> **PROBLEM REQUIREMENTS**: Render the data below, from the line with "target: woman in red sarong" to the line with "[167,232,506,480]", both included, as a Markdown table with two columns: Row, giving each line's number, and Entry, giving the line itself. Leave out blank lines.

_ _ _ _

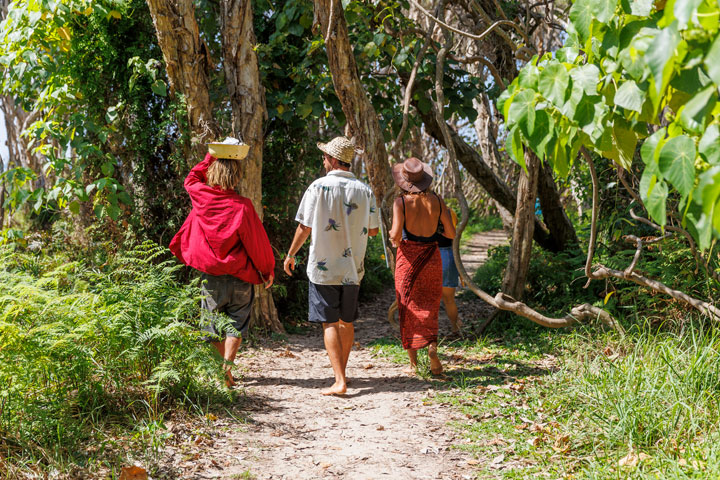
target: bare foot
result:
[450,318,462,333]
[320,382,347,395]
[428,346,443,375]
[225,369,235,388]
[402,365,417,377]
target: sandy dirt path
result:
[164,232,504,480]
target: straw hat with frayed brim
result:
[392,157,433,193]
[208,142,250,160]
[317,137,363,163]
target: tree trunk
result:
[473,95,513,234]
[315,0,393,244]
[220,0,285,333]
[502,149,540,300]
[538,162,579,250]
[147,0,220,167]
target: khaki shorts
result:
[200,273,255,342]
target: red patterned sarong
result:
[395,240,442,350]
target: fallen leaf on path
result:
[527,437,542,447]
[119,465,147,480]
[618,450,640,468]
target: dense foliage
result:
[499,0,720,249]
[0,242,228,461]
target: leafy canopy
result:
[498,0,720,249]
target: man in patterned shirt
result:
[284,137,379,395]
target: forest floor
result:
[148,231,506,479]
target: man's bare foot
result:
[402,365,417,377]
[225,370,235,388]
[450,318,462,333]
[320,382,347,395]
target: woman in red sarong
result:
[390,158,455,375]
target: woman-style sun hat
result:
[317,137,363,163]
[392,157,433,193]
[208,137,250,160]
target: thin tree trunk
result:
[220,0,285,333]
[314,0,393,246]
[473,95,513,233]
[147,0,220,167]
[502,149,540,300]
[538,162,579,250]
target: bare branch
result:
[393,4,440,160]
[410,0,530,44]
[580,147,720,320]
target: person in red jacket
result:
[170,145,275,387]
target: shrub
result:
[0,243,221,466]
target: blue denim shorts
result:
[440,247,460,288]
[308,282,360,323]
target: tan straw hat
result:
[317,137,362,163]
[392,157,433,193]
[208,137,250,160]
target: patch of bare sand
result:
[158,232,506,480]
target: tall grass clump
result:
[554,322,720,478]
[0,243,220,470]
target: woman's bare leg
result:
[428,342,443,375]
[442,287,462,333]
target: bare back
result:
[404,193,442,237]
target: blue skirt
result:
[440,247,460,288]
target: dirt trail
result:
[167,232,506,480]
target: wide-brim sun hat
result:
[208,137,250,160]
[392,157,433,193]
[317,137,363,164]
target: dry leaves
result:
[119,465,147,480]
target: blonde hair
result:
[207,158,242,190]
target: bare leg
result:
[428,342,443,375]
[442,287,462,333]
[338,320,355,372]
[221,337,242,387]
[403,348,417,375]
[321,321,349,395]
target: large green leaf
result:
[630,0,653,17]
[658,135,696,177]
[569,0,593,43]
[615,80,645,113]
[645,23,680,95]
[609,119,637,170]
[590,0,618,23]
[570,63,600,95]
[518,63,540,90]
[705,35,720,86]
[538,63,570,107]
[680,85,717,133]
[640,127,666,165]
[673,0,702,27]
[660,152,695,198]
[698,124,720,165]
[508,90,535,137]
[640,175,668,226]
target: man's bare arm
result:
[283,223,312,276]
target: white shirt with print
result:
[295,170,379,285]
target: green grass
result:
[373,319,720,479]
[0,244,245,478]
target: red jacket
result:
[170,154,275,284]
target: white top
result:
[295,170,379,285]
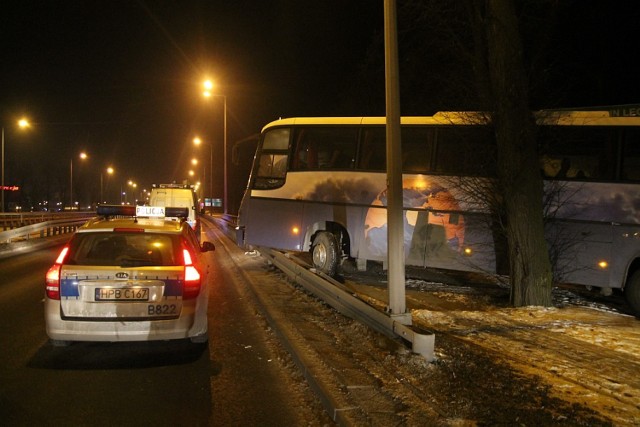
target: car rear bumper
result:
[44,298,207,342]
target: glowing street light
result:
[100,166,115,203]
[202,80,228,213]
[69,151,89,209]
[0,118,31,213]
[193,136,213,207]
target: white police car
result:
[44,205,215,345]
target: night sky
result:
[0,0,640,212]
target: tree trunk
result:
[486,0,552,307]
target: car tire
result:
[624,270,640,318]
[311,231,340,276]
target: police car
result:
[44,205,215,345]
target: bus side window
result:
[538,126,617,180]
[358,127,387,171]
[400,128,434,173]
[435,125,497,176]
[292,127,357,170]
[620,128,640,181]
[255,128,290,188]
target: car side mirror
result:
[200,242,216,252]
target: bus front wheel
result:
[624,270,640,318]
[311,231,340,276]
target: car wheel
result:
[311,231,340,276]
[624,270,640,318]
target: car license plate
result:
[96,288,149,301]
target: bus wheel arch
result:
[309,222,350,276]
[311,231,340,276]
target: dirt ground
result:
[338,271,640,426]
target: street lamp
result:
[69,151,89,209]
[193,136,213,211]
[202,80,228,214]
[0,118,31,213]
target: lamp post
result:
[202,80,228,214]
[0,118,31,213]
[193,136,213,211]
[69,151,89,210]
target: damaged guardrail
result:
[0,217,91,243]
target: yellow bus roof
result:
[262,109,640,132]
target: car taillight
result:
[45,246,69,300]
[182,249,201,299]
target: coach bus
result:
[238,110,640,313]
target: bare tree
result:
[485,0,553,306]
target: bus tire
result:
[311,231,340,276]
[624,270,640,318]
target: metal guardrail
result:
[0,215,93,243]
[0,212,95,231]
[257,247,435,362]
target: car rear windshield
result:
[66,232,180,267]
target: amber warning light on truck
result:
[136,206,165,217]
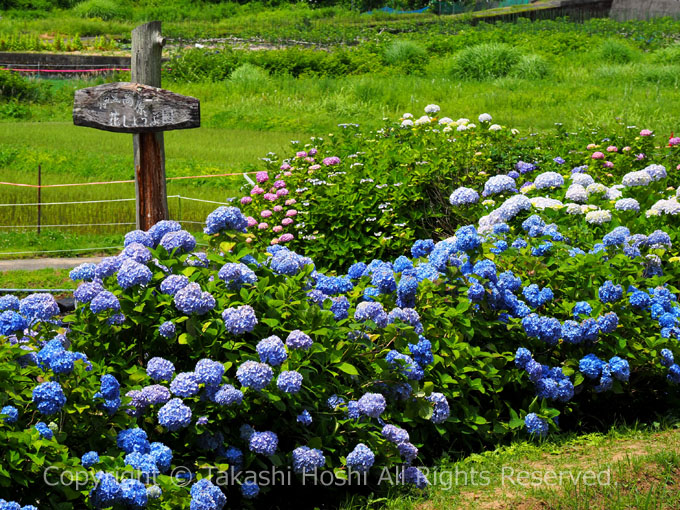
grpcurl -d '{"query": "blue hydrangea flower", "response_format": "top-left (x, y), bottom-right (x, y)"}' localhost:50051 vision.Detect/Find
top-left (158, 398), bottom-right (191, 432)
top-left (0, 406), bottom-right (19, 423)
top-left (174, 282), bottom-right (216, 315)
top-left (19, 293), bottom-right (59, 321)
top-left (203, 206), bottom-right (248, 235)
top-left (427, 392), bottom-right (451, 424)
top-left (146, 357), bottom-right (175, 381)
top-left (68, 262), bottom-right (96, 282)
top-left (90, 290), bottom-right (120, 313)
top-left (256, 335), bottom-right (288, 366)
top-left (189, 478), bottom-right (226, 510)
top-left (293, 446), bottom-right (326, 473)
top-left (286, 329), bottom-right (313, 351)
top-left (295, 409), bottom-right (312, 427)
top-left (33, 381), bottom-right (66, 416)
top-left (214, 384), bottom-right (243, 406)
top-left (354, 301), bottom-right (387, 328)
top-left (346, 443), bottom-right (375, 473)
top-left (35, 421), bottom-right (54, 440)
top-left (358, 393), bottom-right (387, 418)
top-left (347, 262), bottom-right (366, 280)
top-left (524, 413), bottom-right (548, 437)
top-left (249, 430), bottom-right (279, 456)
top-left (217, 262), bottom-right (257, 290)
top-left (241, 480), bottom-right (260, 499)
top-left (597, 280), bottom-right (623, 303)
top-left (80, 451), bottom-right (99, 469)
top-left (276, 370), bottom-right (302, 393)
top-left (161, 274), bottom-right (189, 296)
top-left (236, 361), bottom-right (274, 391)
top-left (222, 305), bottom-right (257, 335)
top-left (381, 425), bottom-right (410, 444)
top-left (170, 372), bottom-right (200, 397)
top-left (0, 294), bottom-right (19, 312)
top-left (194, 358), bottom-right (224, 384)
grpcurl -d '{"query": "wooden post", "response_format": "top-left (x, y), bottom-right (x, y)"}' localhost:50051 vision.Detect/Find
top-left (38, 165), bottom-right (42, 234)
top-left (131, 21), bottom-right (169, 230)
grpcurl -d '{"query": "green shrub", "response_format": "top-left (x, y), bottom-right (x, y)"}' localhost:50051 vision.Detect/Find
top-left (512, 55), bottom-right (550, 80)
top-left (450, 43), bottom-right (522, 81)
top-left (73, 0), bottom-right (131, 21)
top-left (599, 39), bottom-right (638, 64)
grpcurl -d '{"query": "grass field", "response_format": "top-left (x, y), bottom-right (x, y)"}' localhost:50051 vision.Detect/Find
top-left (347, 429), bottom-right (680, 510)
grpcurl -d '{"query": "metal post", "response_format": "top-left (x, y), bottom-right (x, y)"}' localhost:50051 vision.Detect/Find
top-left (38, 165), bottom-right (42, 234)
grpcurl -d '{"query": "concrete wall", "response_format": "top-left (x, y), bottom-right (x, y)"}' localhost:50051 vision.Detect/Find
top-left (611, 0), bottom-right (680, 19)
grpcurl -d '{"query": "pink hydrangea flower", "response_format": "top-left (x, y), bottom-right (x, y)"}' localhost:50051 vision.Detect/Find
top-left (323, 156), bottom-right (340, 166)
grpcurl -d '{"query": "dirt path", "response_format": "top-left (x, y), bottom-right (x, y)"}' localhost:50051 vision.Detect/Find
top-left (0, 257), bottom-right (103, 271)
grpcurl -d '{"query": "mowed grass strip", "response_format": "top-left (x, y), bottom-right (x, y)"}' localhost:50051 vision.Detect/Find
top-left (366, 429), bottom-right (680, 510)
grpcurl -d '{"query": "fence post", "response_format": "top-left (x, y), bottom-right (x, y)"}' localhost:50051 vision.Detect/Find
top-left (38, 165), bottom-right (42, 234)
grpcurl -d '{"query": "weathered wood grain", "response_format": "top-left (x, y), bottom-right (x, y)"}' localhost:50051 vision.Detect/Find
top-left (73, 81), bottom-right (201, 133)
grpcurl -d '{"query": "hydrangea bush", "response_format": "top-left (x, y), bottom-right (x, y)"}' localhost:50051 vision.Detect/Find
top-left (0, 105), bottom-right (680, 510)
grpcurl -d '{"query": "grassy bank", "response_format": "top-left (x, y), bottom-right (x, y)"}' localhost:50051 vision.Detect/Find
top-left (347, 429), bottom-right (680, 510)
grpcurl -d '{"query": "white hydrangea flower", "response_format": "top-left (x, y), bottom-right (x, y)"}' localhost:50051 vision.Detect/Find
top-left (571, 174), bottom-right (595, 187)
top-left (586, 209), bottom-right (612, 225)
top-left (566, 203), bottom-right (584, 214)
top-left (564, 184), bottom-right (588, 203)
top-left (586, 182), bottom-right (609, 195)
top-left (621, 170), bottom-right (652, 186)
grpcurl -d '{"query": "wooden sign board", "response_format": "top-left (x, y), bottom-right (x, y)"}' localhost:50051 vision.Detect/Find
top-left (73, 82), bottom-right (201, 133)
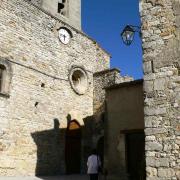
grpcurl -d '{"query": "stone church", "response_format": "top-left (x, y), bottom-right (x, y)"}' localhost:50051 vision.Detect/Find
top-left (0, 0), bottom-right (131, 176)
top-left (0, 0), bottom-right (180, 180)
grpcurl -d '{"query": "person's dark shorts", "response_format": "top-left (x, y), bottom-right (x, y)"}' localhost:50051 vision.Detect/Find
top-left (89, 174), bottom-right (98, 180)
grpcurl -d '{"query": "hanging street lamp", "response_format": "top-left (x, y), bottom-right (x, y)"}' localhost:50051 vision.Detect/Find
top-left (121, 25), bottom-right (141, 46)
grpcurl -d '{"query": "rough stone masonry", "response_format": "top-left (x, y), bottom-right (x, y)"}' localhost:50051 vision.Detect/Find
top-left (0, 0), bottom-right (112, 176)
top-left (140, 0), bottom-right (180, 180)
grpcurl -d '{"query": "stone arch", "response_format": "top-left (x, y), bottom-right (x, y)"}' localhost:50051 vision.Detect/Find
top-left (69, 67), bottom-right (88, 95)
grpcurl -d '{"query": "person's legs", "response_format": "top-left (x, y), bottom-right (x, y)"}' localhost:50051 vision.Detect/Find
top-left (90, 174), bottom-right (98, 180)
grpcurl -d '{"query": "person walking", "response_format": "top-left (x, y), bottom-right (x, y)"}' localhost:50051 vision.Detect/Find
top-left (87, 149), bottom-right (101, 180)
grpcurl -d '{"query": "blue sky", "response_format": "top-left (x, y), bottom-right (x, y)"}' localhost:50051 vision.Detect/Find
top-left (82, 0), bottom-right (143, 79)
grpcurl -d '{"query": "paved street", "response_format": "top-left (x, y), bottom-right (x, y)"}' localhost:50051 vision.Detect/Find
top-left (0, 175), bottom-right (91, 180)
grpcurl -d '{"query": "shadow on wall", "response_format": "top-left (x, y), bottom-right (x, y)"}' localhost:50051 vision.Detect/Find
top-left (31, 119), bottom-right (65, 176)
top-left (31, 114), bottom-right (101, 177)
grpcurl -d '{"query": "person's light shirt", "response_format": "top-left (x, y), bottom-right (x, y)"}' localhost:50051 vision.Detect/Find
top-left (87, 154), bottom-right (101, 174)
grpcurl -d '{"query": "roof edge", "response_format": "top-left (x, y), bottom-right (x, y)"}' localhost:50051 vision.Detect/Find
top-left (24, 0), bottom-right (112, 58)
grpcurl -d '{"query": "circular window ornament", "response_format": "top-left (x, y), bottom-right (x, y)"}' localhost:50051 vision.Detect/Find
top-left (69, 67), bottom-right (88, 95)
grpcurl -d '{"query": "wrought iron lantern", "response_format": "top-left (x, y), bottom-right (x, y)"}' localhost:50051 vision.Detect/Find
top-left (121, 25), bottom-right (141, 46)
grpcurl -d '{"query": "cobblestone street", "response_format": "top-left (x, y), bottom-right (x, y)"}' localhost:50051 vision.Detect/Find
top-left (0, 175), bottom-right (88, 180)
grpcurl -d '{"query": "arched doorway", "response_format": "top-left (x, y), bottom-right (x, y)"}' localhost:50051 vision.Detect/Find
top-left (65, 120), bottom-right (81, 174)
top-left (97, 136), bottom-right (104, 167)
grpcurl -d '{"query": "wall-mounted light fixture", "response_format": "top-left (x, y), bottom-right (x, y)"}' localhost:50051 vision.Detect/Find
top-left (121, 25), bottom-right (141, 46)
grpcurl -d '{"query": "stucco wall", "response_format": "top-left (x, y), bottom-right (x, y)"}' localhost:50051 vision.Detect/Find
top-left (141, 0), bottom-right (180, 180)
top-left (104, 81), bottom-right (144, 180)
top-left (0, 0), bottom-right (109, 176)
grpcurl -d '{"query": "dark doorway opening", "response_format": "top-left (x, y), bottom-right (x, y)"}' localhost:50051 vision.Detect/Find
top-left (97, 136), bottom-right (104, 167)
top-left (65, 120), bottom-right (81, 174)
top-left (126, 132), bottom-right (146, 180)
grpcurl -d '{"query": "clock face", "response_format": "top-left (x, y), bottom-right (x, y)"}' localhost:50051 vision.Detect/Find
top-left (59, 28), bottom-right (71, 44)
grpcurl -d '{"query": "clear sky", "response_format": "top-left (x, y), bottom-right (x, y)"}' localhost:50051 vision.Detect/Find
top-left (82, 0), bottom-right (143, 79)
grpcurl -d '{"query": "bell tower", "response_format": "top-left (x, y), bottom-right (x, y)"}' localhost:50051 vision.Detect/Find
top-left (41, 0), bottom-right (81, 30)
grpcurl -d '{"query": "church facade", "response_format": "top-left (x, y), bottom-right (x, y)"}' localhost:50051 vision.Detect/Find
top-left (0, 0), bottom-right (128, 176)
top-left (0, 0), bottom-right (180, 180)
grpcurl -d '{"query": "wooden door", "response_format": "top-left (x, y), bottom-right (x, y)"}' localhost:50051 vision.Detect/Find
top-left (126, 132), bottom-right (145, 180)
top-left (65, 120), bottom-right (81, 174)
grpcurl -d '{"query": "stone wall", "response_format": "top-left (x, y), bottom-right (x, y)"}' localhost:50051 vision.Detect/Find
top-left (141, 0), bottom-right (180, 180)
top-left (104, 80), bottom-right (144, 180)
top-left (0, 0), bottom-right (109, 176)
top-left (93, 69), bottom-right (133, 144)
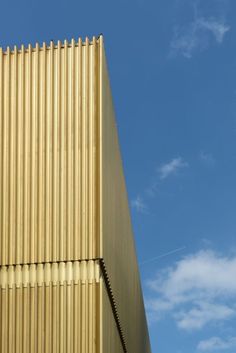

_ _ _ _

> **REPLY TO THE TASK**:
| Row | Entry |
|---|---|
| 1 | target: woman in red sarong |
| 2 | result: |
| 3 | [390,158,455,375] |
| 4 | target: woman-style sun hat |
| 5 | result: |
| 6 | [317,137,363,163] |
| 7 | [392,157,433,193] |
| 8 | [208,137,250,160] |
| 9 | target: thin tree trunk |
| 10 | result: |
| 11 | [220,0,285,333] |
| 12 | [314,0,393,246] |
| 13 | [473,95,513,233] |
| 14 | [147,0,220,167] |
| 15 | [502,149,540,300] |
| 16 | [538,162,579,250] |
| 17 | target: bare branch |
| 18 | result: |
| 19 | [393,4,440,160] |
| 20 | [410,0,530,44] |
| 21 | [580,147,720,320] |
| 22 | target: person in red jacket |
| 23 | result: |
| 24 | [170,145,275,387] |
| 25 | target: shrub |
| 26 | result: |
| 27 | [0,243,221,466] |
| 28 | target: blue denim shorts |
| 29 | result: |
| 30 | [440,247,460,288] |
| 31 | [308,282,360,323] |
| 32 | target: tan straw hat |
| 33 | result: |
| 34 | [317,137,362,163] |
| 35 | [392,157,433,193] |
| 36 | [208,137,250,160] |
| 37 | target: patch of bare sand |
| 38 | result: |
| 39 | [158,232,506,480] |
| 40 | target: tall grass clump |
| 41 | result: |
| 42 | [554,322,720,478] |
| 43 | [0,243,220,470] |
| 44 | target: woman's bare leg |
| 45 | result: |
| 46 | [428,342,443,375] |
| 47 | [442,287,462,333] |
| 48 | target: bare back |
| 49 | result: |
| 50 | [404,193,442,237] |
| 51 | target: blue skirt |
| 52 | result: |
| 53 | [440,247,460,288] |
| 54 | target: dirt trail |
| 55 | result: |
| 56 | [167,232,506,480] |